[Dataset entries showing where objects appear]
=-=-=

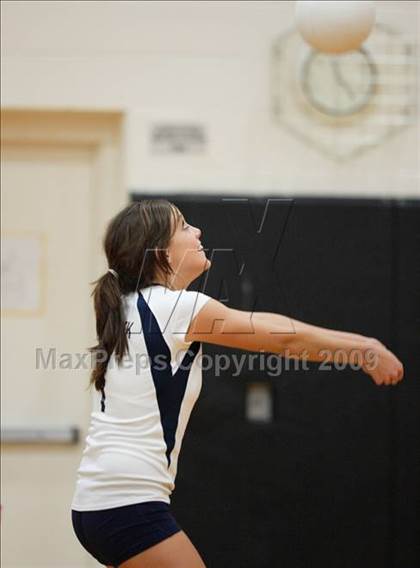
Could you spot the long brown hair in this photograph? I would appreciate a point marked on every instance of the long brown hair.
(135, 241)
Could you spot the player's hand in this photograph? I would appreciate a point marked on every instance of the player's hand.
(380, 364)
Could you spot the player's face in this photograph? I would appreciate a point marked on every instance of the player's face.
(186, 254)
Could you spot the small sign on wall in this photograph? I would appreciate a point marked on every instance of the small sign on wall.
(22, 274)
(166, 138)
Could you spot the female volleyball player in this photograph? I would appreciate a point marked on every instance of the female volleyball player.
(147, 379)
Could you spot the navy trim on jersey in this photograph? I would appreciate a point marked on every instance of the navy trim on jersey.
(170, 389)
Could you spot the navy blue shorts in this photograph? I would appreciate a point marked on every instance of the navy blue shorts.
(112, 536)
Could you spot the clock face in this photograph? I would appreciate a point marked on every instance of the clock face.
(338, 85)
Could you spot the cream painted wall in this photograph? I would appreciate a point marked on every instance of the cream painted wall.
(205, 62)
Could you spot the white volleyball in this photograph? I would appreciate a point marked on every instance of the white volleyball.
(335, 26)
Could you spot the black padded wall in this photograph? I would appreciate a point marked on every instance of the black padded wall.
(332, 480)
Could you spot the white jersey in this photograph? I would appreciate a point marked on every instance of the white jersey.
(139, 420)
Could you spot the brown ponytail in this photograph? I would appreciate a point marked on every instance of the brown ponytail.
(130, 241)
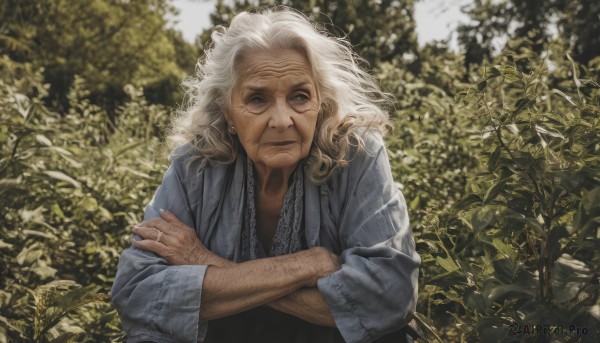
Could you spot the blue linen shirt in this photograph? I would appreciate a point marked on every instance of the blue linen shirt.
(358, 214)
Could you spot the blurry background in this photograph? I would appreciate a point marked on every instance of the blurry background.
(496, 142)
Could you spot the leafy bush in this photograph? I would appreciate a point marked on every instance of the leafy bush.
(70, 185)
(521, 247)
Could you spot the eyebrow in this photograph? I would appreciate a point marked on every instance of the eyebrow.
(262, 89)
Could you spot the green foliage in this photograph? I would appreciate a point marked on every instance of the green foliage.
(494, 21)
(521, 246)
(70, 185)
(109, 44)
(501, 173)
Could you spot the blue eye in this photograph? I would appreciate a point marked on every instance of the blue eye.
(257, 100)
(301, 97)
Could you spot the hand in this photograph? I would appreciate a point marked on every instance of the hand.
(174, 241)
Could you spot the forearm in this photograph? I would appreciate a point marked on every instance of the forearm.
(230, 288)
(307, 304)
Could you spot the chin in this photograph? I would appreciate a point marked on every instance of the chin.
(280, 162)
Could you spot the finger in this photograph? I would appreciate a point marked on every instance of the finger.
(148, 233)
(150, 245)
(154, 222)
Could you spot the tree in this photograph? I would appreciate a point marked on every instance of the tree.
(108, 43)
(576, 21)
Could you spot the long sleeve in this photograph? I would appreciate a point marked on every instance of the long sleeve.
(156, 301)
(374, 293)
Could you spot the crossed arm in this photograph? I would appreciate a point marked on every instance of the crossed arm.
(285, 283)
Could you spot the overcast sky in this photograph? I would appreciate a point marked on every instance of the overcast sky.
(435, 19)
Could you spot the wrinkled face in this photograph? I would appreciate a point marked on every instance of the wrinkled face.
(274, 107)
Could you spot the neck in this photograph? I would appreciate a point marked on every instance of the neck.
(272, 181)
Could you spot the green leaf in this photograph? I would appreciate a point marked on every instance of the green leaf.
(495, 190)
(62, 177)
(569, 276)
(505, 269)
(505, 249)
(465, 202)
(483, 218)
(447, 263)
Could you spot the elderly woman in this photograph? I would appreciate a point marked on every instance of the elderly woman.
(278, 219)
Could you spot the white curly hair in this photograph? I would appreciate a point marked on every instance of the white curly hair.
(351, 100)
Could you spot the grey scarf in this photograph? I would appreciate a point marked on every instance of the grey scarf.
(289, 237)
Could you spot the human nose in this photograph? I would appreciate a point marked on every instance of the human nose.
(281, 116)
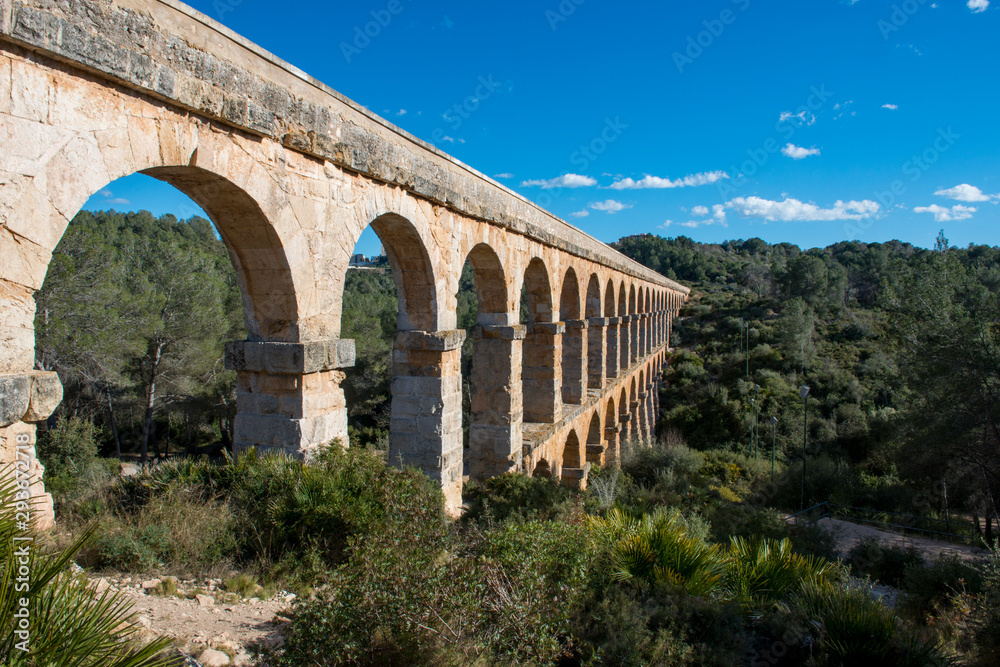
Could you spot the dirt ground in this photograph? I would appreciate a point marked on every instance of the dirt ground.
(200, 624)
(849, 534)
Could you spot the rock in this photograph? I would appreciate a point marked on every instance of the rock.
(15, 397)
(46, 394)
(212, 658)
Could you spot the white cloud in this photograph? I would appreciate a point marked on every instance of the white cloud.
(803, 117)
(657, 183)
(718, 218)
(944, 214)
(609, 206)
(967, 193)
(798, 152)
(564, 181)
(793, 210)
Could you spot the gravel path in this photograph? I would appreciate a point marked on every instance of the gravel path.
(849, 534)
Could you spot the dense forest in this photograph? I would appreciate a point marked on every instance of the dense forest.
(683, 555)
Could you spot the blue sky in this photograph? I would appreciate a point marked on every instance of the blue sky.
(808, 122)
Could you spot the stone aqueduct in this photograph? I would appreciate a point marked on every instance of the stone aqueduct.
(291, 173)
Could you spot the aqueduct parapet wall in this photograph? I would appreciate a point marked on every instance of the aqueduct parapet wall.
(291, 173)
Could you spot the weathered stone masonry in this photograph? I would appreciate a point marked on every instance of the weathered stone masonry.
(291, 173)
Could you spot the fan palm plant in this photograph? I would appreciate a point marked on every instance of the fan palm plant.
(69, 625)
(762, 572)
(656, 548)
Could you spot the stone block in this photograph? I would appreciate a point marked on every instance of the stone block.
(46, 395)
(15, 398)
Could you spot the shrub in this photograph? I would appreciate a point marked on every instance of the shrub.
(883, 562)
(516, 496)
(69, 623)
(66, 451)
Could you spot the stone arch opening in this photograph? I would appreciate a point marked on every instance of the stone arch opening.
(611, 429)
(624, 338)
(574, 341)
(595, 440)
(597, 330)
(633, 327)
(541, 377)
(491, 368)
(411, 270)
(542, 469)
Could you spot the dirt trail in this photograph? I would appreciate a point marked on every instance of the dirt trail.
(200, 624)
(849, 534)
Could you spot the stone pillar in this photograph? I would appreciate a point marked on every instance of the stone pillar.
(288, 395)
(574, 362)
(25, 399)
(613, 435)
(642, 417)
(495, 433)
(425, 429)
(614, 355)
(625, 344)
(634, 329)
(597, 352)
(542, 375)
(643, 334)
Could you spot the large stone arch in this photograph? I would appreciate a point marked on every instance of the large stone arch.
(597, 327)
(541, 374)
(574, 340)
(496, 415)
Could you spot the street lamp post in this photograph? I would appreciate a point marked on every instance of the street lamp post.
(774, 426)
(804, 395)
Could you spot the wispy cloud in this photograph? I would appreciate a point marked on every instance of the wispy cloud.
(945, 214)
(564, 181)
(656, 183)
(803, 117)
(718, 218)
(798, 152)
(967, 193)
(609, 206)
(793, 210)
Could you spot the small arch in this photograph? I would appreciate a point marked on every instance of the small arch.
(491, 284)
(542, 469)
(595, 440)
(593, 297)
(411, 271)
(571, 452)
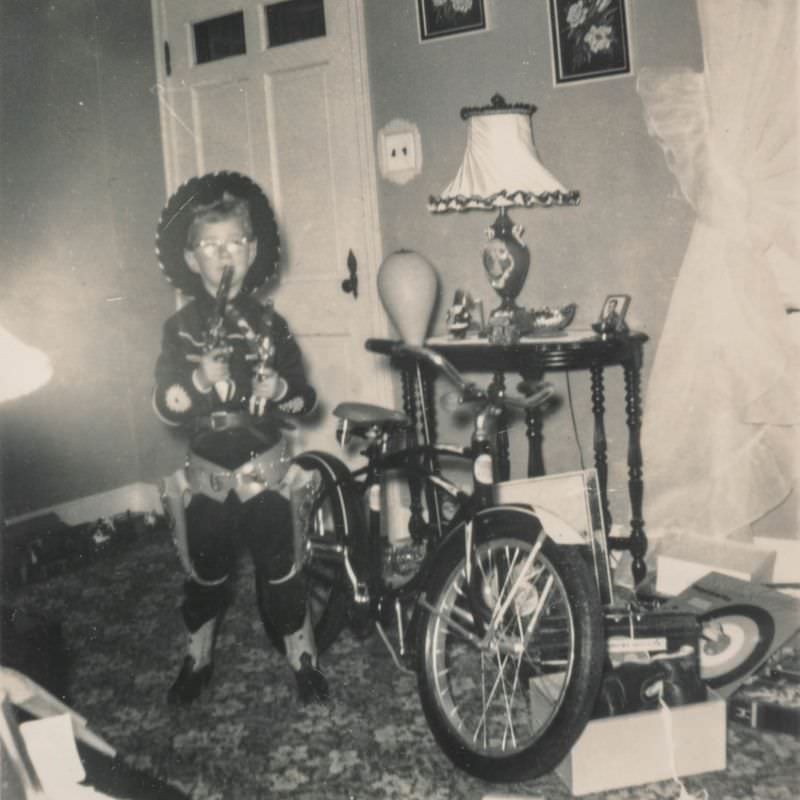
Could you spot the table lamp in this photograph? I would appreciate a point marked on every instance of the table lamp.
(501, 169)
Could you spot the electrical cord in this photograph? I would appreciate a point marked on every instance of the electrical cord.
(574, 422)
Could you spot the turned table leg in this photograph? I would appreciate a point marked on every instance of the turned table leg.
(600, 445)
(633, 409)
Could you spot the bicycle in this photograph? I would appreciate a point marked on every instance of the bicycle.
(500, 619)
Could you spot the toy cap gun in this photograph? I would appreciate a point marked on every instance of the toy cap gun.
(215, 338)
(262, 350)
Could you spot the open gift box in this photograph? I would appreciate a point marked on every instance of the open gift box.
(637, 737)
(647, 746)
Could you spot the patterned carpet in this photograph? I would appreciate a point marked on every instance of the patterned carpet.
(246, 738)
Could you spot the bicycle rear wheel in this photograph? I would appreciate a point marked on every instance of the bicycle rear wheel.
(508, 705)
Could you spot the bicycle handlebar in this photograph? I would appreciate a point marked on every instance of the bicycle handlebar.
(469, 390)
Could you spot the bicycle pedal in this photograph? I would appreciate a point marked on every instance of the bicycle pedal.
(361, 622)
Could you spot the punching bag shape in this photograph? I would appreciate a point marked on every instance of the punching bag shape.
(408, 286)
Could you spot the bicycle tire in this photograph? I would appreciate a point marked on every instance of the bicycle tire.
(334, 518)
(544, 706)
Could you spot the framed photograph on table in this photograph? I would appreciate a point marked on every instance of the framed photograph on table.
(439, 18)
(590, 40)
(612, 314)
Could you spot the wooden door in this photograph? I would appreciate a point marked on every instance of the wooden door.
(279, 92)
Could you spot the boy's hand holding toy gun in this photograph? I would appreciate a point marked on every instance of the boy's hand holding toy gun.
(213, 364)
(267, 384)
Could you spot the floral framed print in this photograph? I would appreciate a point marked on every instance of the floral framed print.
(439, 18)
(590, 40)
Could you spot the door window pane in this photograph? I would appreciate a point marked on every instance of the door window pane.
(294, 20)
(219, 37)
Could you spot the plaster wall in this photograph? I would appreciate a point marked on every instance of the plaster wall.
(82, 186)
(81, 190)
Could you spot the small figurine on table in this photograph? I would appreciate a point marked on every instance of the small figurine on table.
(459, 315)
(612, 317)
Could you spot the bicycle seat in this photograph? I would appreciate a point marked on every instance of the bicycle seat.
(368, 414)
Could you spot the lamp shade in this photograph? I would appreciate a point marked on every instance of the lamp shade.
(501, 167)
(408, 286)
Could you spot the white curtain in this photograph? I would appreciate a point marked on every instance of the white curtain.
(720, 430)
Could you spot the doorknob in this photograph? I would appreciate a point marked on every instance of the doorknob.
(351, 284)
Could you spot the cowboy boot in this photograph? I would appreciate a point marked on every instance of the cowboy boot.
(197, 667)
(301, 653)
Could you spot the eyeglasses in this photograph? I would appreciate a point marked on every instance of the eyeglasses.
(211, 247)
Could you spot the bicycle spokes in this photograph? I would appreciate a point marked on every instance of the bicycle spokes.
(501, 688)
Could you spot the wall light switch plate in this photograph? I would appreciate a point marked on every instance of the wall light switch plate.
(399, 151)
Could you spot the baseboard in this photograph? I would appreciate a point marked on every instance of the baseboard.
(139, 498)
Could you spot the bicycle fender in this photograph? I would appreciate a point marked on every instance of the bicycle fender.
(558, 529)
(522, 516)
(337, 470)
(554, 526)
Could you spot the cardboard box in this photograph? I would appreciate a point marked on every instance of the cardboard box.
(684, 560)
(645, 747)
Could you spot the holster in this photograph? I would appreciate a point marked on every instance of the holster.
(267, 470)
(175, 496)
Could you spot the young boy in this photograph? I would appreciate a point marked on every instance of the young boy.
(228, 363)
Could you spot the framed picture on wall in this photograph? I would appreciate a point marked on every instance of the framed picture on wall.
(590, 40)
(439, 18)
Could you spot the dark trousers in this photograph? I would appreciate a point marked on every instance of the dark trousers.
(216, 532)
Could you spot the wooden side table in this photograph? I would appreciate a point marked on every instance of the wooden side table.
(531, 358)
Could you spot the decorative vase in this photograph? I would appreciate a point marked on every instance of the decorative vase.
(408, 286)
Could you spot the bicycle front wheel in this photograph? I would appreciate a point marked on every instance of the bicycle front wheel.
(510, 651)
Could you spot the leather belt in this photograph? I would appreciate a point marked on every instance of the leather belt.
(264, 471)
(224, 421)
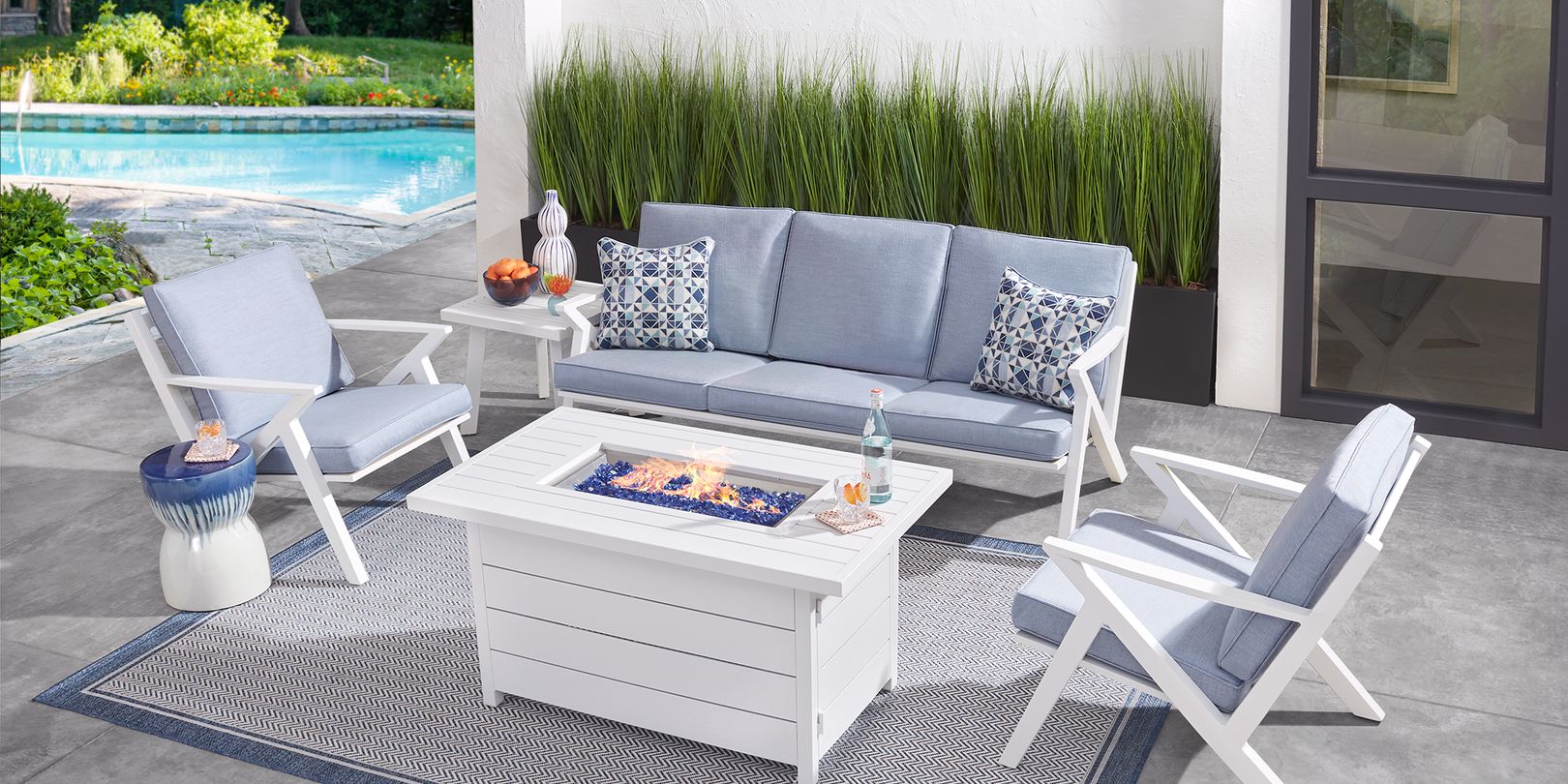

=-=-=

**Problem to solve**
Reproduce word for word the part of the entries that opens with the line containing "Could you spot the wooden side" and runs through the end of the entries. Leave the pictures out of your copy.

**Task solution**
Could you spot the wooden side table in this photograph? I would appreciate a point marked on every instance of the wooden side table.
(531, 358)
Could you spot the decorative vase in this photograph? I would appreciate a point marked on every instance of the decorative vase.
(408, 286)
Could you spot the bicycle front wheel in this photograph? I would appreciate a point marked on every instance of the bicycle front wheel.
(510, 651)
Could you spot the leather belt in this photograph? I would appreciate a point marked on every instance of the leather belt.
(264, 471)
(224, 421)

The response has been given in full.